## TASKS AND EXERCISES
1. Reproduce word for word the part of the text below on Cas-CLOVER and CRISPR/Cas9 gene editing that opens with the words containing "In this article" and closes with "our issued patents.".
2. Pick up the text below on Cas-CLOVER and CRISPR/Cas9 gene editing after its last sentence and carry it further.

## TEXT FOR ANALYSIS
# # # # # # #

In this article we discuss our proof-of-concept (POC) data in mouse embryos and the apparent advantages that Cas-CLOVER may have over the popular CRISPR/Cas9 for animal model gene editing. The CRISPR/Cas9 platform has been a staple in the animal models community, however Cas-CLOVER has recently been shown to have multiple advantages including larger deletions, a lack of off-target effects, and clear freedom-to-operate (FTO) under our issued patents.
Comparing CRISPR/Cas9 and Cas-CLOVER technologies
In comparison, both technologies create a DNA break and travel down one of the DNA repair pathways, either Non-homologous end joining (NHEJ) or homologous recombination (HR). When comparing CRISPR/Cas9 to Cas-CLOVER, there are two considerable differences among the platforms. Firstly, Cas-CLOVER tends to create much larger deletions which leads to full knockouts at higher frequency and overall easier screening. Secondly, Cas-CLOVER is dimeric in nature, resulting in higher specificity for the target region, so it lacks the off-target mutagenesis that commonly occurs with CRISPR/Cas9. This absence of off-target mutagenesis means shorter timelines with Cas-CLOVER, and no need to backcross to remove off-target disruptions, which saves development time (see figure below).
Cas-CLOVER has major advantages over CRISPR/Cas9
The advent of genetic engineering significantly changed the landscape for basic and translational research. Many years ago, homologous recombination in ES cells was used, and although powerful, it requires a lot of steps, and it takes significantly more time to produce a chimera than it does to produce a founder mouse using CRISPR/Cas9, or Cas-CLOVER. This approach is also limited to genetic backgrounds from which germline-competent ES cells can be derived. More recently, zinc-finger nucleases (ZFN) were developed which improved the success of genome engineering but are difficult to design and use.
In contrast, newer technologies like CRISPR/Cas9 and the Cas-CLOVER system have enhanced efficiency. CRISPR-based genome editing technology was rapidly adopted in the scientific community because of its major advantages — increased speed, reduced cost and a direct generation of mutants on a large variety of genetic backgrounds. In comparison to more traditional gene targeting, CRISPR/Cas9 does not require the use of ES cells or the construction of new ZFN proteins, and allows the introduction of mutations into virtually any genetic background, even existing genetically engineered models. However, the biggest drawback with CRISPR/Cas9 is the prevalence of off-targets, whereas Cas-CLOVER is industry leading in precision with very few off-targets identified in targeted deep sequencing and unbiased Guide-Seq approaches. Cas-CLOVER has comparable efficiencies to CRISPR/Cas9 and can be used directly in embryos, eliminating the time, cost and constraints associated with ES cells (see figure below).
Since teams can effectively introduce targeted mutations into virtually any genetic background with Cas-CLOVER, even existing genetically engineered models, it creates a powerful platform for generating new rodent models.

# # # # # # #

## DATA TO EXAMINE
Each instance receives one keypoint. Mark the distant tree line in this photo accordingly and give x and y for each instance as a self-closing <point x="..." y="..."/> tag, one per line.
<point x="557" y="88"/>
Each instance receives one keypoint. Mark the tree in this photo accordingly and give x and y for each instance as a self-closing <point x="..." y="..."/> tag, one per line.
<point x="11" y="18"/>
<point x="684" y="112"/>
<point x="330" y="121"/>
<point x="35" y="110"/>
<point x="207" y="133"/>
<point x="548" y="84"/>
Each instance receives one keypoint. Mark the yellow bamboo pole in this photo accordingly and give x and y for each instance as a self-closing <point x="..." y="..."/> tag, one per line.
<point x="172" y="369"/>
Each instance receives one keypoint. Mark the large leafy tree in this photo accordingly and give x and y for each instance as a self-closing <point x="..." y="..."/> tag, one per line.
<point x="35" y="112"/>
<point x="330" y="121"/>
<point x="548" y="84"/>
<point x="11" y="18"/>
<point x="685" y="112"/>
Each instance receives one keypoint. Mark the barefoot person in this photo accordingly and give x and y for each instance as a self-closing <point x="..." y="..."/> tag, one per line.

# # # # # # #

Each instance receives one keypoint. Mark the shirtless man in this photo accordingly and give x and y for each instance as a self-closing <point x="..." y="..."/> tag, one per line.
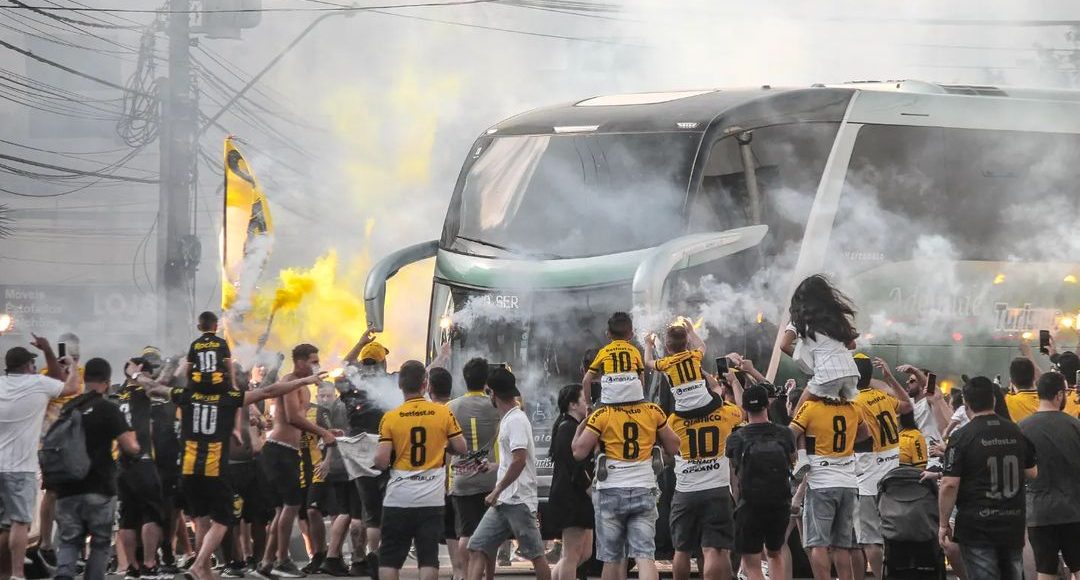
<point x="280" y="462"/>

# # # # # # #

## EXERCISE ANSWERS
1.
In this article we discuss our proof-of-concept (POC) data in mouse embryos and the apparent advantages that Cas-CLOVER may have over the popular CRISPR/Cas9 for animal model gene editing. The CRISPR/Cas9 platform has been a staple in the animal models community, however Cas-CLOVER has recently been shown to have multiple advantages including larger deletions, a lack of off-target effects, and clear freedom-to-operate (FTO) under our issued patents.

2.
Unfortunately, DNA cleavage activity of CRISPR/Cas9 endonucleases can lead to off-target mutations and chromosomal translocations (Cho et al., 2014). CRISPR/Cas9 cannot differentiate a single base pair mismatch and will bind and cut those off-target sites. While looking at predicted off-target sites Cho et al. also describes induced indels at frequencies that ranged from 1.6% to 43% at off-target sites that carried a single-base mismatch. One option to decrease these mutations is using a modified Cas9 with a nickase mutation that reduces non-specific genomic damage caused by the enzyme. Though a good idea, these services are difficult to find. In addition, the “nickase” does in fact have off-targets. Unlike nickase and Cas9, Cas-CLOVER is a truly dimeric system with nearly undetectable off-target mutations.
Considerations with Cas-CLOVER: Timelines, Accuracies and Efficiencies
Regarding mouse model creation timelines, with Cas-CLOVER the founder animals would be born 3 weeks after injection, and can be set up for germline breeding around 12 weeks post injection. Heterozygous N1 animals carrying the desired mutation can thus be generated in as little as half a year.
Using the same off-target analysis approach as Cho. et al., Cas-CLOVER demonstrates absolutely zero detected off-targets with deep sequencing (see figure above). In conclusion, we believe that using Hera’s Cas-CLOVER services will result in a more robust and accurate model generation with time savings of up to 32 weeks (see figure below).
Learn how Cas-CLOVER can benefit your animal model research
Our Cas-CLOVER technology and CRO services can optimize your workflow while maximizing the quality of your research. Our team would love to discuss your options with our technologies. If you’re interested in learning more, please contact us here.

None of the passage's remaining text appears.